TUS TAREAS:
[a] En el texto sobre Irazusta, ¿cómo se originó la constitución de la república romana?
[b] Prosigue el texto sobre Irazusta a partir de su última oración.

PASAJE DADO:
Es claro que ideas sobre la sociedad que se alejan de la revuelta sistemática o de la proposición de utopías no siempre terminan convenciendo, acreditándose sus propiciadores adjetivos las más de las veces superficiales. Pero esto no acontece en el caso de Irazusta, por lo menos en cuanto a negar su militancia revolucionaria, no precisamente para restaurar o establecer una forma de gobierno conservadora según su connotación corriente entre nosotros, sino para edificar aquel país acosado y usurpado por la oligarquía argentina y el capitalismo internacional. Al sostener el autor de los ensayos que “ninguna gran revolución es posible sin un prolongado y osado desafío intelectual a la organización existente”, no define sino la necesidad del cambio transformador que el país reclama, aunque sin vestirlo con el ropaje ideológico cuya rebeldía muchas veces termina en los umbrales de las funciones más espectables y mejor rentadas.
Que el combate al liberalismo y al socialismo no está animado más que por resultados prácticos desalentadores, antes que por prejuicios puramente ideológicos, lo demuestran ensayos políticos de envergadura donde el autor explica que no son las formas puras de gobierno por sí mismas las que aseguran el acierto político, sino más bien una amalgama de fenómenos que pueden concertarse armónicamente tanto en la monarquía como en la república. Refiriéndose a la república romana lo confirma sosteniendo la eficacia de su constitución como resultado de la experiencia. No fue “concebida de antemano, sino deducida de los hechos”, y aunque las decisiones que contempla sólo queden firmes una vez sancionadas por la práctica, contrariando así la economía propia de los sistemas constitucionales teóricos, no por ello deja de resultar “admirable como experiencia histórica creadora de una constitución vivida”.

DATOS EXTRAÍDOS:
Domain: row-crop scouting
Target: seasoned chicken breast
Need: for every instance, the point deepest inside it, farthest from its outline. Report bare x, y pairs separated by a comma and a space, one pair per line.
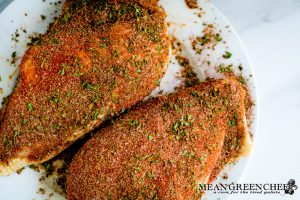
97, 59
162, 149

RESPUESTAS POR TAREA:
[a] No fue concebida de antemano, sino deducida de los hechos.

[b]
Tampoco puede asociarse a Irazusta, por ejemplo, como adversario de la socialización, por meros escrúpulos clasistas a veces identificados con su rosismo y aun con la frecuentación de cierta literatura maliciosamente relacionada con la reacción y otras especies que pocos definen con alguna exactitud. Su afiliación al principio que definió Burke: “las rebeliones y las revueltas generales de todo un pueblo no fueron fomentadas jamás... Siempre fueron provocadas” no revelan sino una sensibilidad social verdaderamente incompatible con la proposición de formas clasistas de gobierno que terminan siempre por estimular conflictos como expresión de protesta contra la administración de los privilegios. La permanente denuncia contra las prerrogativas de la oligarquía argentina y el patriciado ligado a los espúreos intereses que durante ciento cincuenta años han explotado al pueblo argentino, no son sino una afirmación del desafío intelectual de Irazusta contra el régimen de privilegios vigente, y como protesta política constituye una sólida confirmación de vocación revolucionaria, de perfiles mucho más ambiciosos que aquélla que derrama perfectos esquemas teóricos, entraña pocos compromisos y a menudo no tiene vinculación alguna con nuestra particular realidad.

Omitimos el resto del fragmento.